··· Provided records

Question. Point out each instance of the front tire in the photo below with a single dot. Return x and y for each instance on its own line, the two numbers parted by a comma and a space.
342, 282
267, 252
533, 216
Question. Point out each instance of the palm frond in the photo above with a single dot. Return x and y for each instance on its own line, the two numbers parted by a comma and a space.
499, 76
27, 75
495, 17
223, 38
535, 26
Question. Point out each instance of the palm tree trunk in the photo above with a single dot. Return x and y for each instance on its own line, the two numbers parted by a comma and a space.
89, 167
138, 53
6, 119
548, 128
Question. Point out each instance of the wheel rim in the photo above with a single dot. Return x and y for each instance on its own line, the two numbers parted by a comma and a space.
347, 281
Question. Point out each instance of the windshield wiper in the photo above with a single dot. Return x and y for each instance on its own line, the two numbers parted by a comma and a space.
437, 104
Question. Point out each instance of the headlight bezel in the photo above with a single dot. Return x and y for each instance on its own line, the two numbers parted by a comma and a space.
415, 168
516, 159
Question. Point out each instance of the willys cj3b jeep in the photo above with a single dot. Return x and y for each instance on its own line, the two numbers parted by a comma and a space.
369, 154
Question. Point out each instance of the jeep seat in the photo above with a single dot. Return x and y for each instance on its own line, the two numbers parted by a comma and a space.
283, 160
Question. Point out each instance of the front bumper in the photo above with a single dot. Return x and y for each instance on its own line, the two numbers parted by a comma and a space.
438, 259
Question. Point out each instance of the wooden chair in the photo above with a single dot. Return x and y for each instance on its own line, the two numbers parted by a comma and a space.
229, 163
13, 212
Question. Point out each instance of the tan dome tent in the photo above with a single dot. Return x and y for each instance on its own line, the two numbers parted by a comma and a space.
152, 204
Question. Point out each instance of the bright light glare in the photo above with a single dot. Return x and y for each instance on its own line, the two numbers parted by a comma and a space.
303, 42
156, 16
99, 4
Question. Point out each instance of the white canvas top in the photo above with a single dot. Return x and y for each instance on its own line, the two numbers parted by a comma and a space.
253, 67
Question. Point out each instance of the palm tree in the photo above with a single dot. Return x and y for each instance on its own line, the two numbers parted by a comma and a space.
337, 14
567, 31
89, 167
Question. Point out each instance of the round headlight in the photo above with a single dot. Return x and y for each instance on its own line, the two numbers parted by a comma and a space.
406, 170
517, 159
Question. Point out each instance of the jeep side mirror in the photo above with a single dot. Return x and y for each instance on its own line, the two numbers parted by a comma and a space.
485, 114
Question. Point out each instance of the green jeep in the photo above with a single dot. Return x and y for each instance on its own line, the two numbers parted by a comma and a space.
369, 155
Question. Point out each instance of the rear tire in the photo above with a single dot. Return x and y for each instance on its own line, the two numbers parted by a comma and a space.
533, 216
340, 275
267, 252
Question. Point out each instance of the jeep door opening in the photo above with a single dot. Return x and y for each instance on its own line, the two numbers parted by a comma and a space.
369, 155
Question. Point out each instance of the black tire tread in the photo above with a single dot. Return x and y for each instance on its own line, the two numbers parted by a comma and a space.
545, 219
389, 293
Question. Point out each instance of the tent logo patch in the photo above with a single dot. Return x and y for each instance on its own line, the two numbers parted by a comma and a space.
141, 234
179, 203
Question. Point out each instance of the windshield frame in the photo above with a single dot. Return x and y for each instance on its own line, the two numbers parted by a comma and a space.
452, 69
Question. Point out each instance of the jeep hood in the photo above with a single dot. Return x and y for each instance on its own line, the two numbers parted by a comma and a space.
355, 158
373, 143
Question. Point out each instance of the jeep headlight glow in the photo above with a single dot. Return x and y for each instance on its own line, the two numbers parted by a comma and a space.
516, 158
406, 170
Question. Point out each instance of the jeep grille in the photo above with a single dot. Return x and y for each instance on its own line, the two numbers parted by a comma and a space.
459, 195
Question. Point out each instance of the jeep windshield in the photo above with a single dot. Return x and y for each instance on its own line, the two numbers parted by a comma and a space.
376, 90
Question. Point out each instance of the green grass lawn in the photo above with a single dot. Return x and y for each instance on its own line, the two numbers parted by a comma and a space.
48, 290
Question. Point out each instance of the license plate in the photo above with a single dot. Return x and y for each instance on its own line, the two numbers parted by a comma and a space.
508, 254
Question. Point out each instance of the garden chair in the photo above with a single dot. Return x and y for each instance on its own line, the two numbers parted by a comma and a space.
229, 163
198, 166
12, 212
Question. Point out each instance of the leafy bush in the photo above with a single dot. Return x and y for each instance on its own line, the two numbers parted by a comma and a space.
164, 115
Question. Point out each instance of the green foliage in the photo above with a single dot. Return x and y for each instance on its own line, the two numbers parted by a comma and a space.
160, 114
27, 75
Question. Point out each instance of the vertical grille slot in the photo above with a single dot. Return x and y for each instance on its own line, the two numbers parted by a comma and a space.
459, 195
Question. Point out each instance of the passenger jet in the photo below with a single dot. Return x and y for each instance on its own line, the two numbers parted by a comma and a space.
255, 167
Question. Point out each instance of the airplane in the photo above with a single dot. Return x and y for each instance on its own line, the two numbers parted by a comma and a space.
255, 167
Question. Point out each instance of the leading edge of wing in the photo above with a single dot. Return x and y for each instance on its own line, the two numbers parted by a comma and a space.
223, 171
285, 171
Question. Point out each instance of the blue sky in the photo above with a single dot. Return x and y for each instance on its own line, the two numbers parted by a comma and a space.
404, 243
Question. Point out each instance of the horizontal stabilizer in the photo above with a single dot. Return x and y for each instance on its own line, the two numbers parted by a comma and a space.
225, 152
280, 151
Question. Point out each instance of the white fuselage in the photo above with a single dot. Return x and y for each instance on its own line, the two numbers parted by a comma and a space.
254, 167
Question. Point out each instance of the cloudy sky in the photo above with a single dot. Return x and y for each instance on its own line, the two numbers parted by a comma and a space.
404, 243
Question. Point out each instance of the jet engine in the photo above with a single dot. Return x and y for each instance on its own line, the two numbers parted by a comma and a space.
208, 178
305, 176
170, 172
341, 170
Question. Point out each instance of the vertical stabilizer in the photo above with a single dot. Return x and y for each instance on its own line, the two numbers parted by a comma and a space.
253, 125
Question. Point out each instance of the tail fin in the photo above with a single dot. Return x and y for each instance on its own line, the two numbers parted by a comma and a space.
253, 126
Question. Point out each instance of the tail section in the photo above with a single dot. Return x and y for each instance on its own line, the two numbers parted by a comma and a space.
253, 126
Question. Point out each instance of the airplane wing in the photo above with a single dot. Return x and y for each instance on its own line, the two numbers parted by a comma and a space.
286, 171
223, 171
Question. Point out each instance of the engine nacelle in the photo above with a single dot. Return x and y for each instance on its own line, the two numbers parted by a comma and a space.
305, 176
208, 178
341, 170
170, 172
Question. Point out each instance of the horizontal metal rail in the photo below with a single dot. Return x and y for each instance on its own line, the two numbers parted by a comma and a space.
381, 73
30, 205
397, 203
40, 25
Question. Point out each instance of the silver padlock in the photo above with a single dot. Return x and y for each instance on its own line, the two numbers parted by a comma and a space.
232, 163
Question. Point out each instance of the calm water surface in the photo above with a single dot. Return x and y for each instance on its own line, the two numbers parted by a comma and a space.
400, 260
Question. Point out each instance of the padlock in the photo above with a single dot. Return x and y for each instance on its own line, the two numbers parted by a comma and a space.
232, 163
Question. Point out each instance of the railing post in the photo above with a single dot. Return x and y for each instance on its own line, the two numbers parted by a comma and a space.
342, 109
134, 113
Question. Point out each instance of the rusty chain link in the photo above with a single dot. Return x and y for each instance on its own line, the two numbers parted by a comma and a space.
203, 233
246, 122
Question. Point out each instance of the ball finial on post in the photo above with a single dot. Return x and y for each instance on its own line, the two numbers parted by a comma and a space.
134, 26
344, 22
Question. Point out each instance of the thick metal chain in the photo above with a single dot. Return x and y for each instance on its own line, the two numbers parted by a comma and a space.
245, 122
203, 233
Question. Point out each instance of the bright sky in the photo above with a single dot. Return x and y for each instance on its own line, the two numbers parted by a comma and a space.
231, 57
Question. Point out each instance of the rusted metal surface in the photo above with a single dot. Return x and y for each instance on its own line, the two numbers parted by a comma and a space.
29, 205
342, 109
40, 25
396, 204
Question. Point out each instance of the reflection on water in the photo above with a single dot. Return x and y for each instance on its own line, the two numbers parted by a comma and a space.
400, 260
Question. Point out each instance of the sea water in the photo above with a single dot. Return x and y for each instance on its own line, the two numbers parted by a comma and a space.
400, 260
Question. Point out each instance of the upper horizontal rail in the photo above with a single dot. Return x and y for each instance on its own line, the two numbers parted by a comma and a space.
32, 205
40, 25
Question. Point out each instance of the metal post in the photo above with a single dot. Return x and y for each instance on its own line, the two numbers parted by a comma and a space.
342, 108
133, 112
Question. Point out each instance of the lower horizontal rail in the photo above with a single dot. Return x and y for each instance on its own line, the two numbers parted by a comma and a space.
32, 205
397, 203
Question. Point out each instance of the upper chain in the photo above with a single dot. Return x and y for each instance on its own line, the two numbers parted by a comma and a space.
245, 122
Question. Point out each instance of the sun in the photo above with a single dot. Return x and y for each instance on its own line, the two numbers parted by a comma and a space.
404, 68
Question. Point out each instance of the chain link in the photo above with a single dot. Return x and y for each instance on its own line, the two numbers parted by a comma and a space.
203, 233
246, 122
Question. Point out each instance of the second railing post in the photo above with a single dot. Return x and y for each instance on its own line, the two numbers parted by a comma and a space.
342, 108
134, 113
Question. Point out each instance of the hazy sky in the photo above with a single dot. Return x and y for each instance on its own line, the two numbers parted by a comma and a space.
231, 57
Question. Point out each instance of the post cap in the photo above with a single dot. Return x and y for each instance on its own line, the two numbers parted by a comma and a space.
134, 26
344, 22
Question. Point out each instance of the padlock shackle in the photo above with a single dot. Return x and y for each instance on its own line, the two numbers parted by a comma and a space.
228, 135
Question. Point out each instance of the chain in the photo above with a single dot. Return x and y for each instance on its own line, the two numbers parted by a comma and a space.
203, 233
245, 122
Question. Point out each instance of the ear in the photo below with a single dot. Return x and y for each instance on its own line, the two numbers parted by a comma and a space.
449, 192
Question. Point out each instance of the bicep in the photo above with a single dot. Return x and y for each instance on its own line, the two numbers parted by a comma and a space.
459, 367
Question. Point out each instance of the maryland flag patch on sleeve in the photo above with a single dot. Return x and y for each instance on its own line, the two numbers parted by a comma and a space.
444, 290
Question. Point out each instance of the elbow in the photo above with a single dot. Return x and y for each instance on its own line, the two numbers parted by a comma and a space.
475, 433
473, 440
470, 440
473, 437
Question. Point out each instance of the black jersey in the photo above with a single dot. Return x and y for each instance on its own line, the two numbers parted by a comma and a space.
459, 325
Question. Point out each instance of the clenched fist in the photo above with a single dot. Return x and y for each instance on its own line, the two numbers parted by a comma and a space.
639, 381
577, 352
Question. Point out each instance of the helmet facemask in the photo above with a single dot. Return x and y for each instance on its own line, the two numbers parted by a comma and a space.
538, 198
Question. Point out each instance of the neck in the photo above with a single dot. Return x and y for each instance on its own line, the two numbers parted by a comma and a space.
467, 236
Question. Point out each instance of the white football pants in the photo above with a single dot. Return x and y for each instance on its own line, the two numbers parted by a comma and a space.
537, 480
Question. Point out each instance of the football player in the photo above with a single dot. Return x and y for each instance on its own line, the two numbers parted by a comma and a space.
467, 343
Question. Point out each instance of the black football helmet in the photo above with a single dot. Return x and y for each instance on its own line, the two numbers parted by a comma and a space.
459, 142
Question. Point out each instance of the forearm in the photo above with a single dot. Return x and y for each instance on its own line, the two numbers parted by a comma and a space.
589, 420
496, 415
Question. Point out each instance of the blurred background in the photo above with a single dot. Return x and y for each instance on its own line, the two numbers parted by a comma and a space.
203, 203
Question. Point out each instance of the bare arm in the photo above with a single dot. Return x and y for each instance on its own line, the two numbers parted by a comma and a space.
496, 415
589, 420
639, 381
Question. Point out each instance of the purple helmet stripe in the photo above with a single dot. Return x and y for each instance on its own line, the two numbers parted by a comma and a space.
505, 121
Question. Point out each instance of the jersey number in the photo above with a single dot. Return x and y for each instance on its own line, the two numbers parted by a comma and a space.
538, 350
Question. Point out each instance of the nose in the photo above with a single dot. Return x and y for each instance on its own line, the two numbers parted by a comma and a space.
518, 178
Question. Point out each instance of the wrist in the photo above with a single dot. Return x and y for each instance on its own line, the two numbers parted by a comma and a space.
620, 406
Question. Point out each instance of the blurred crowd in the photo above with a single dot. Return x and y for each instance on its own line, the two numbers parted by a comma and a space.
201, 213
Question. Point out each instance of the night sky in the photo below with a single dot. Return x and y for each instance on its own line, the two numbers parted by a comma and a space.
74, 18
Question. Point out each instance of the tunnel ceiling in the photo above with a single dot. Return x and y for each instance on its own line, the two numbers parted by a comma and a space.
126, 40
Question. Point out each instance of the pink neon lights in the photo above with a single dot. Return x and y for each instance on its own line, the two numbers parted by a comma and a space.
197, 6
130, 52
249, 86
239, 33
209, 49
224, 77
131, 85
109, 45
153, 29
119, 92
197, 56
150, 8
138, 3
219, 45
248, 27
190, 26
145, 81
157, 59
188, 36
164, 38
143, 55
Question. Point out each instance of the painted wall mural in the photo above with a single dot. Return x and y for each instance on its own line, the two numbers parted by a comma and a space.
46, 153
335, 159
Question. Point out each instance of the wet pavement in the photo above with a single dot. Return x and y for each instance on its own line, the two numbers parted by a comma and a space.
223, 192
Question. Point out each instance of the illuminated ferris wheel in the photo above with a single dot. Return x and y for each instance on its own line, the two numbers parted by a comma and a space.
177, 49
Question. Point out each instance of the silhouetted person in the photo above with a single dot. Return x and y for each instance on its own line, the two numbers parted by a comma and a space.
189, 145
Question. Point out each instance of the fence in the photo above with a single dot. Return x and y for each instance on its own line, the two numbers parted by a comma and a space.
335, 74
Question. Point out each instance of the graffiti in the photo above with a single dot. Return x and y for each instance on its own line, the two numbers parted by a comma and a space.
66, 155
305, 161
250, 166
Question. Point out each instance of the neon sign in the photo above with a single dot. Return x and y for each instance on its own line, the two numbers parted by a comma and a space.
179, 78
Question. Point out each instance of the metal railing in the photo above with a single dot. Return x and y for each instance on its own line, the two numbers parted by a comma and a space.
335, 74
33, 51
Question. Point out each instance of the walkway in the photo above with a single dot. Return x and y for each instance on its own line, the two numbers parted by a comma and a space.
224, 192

······

Rewrite the part of the records that opens with the line containing "Question. Point out each instance of the metal railing" and runs through the end of the records, both ends included, with the requests kept unchanged. Multiply every coordinate in the answers by 1.45 and round each result to a whole number, rounding halves up.

Exercise response:
Question. Point out each instance of the metal railing in the photo above with a single dot. Return x and y for each instance on its own line, the two numbers parted by a comma and a space.
486, 107
48, 74
Question. Point out each instance of the walkway in the photo above with a single dot. Return x and y for each instance on its own line, the two numbers parted by a comma and a space.
325, 278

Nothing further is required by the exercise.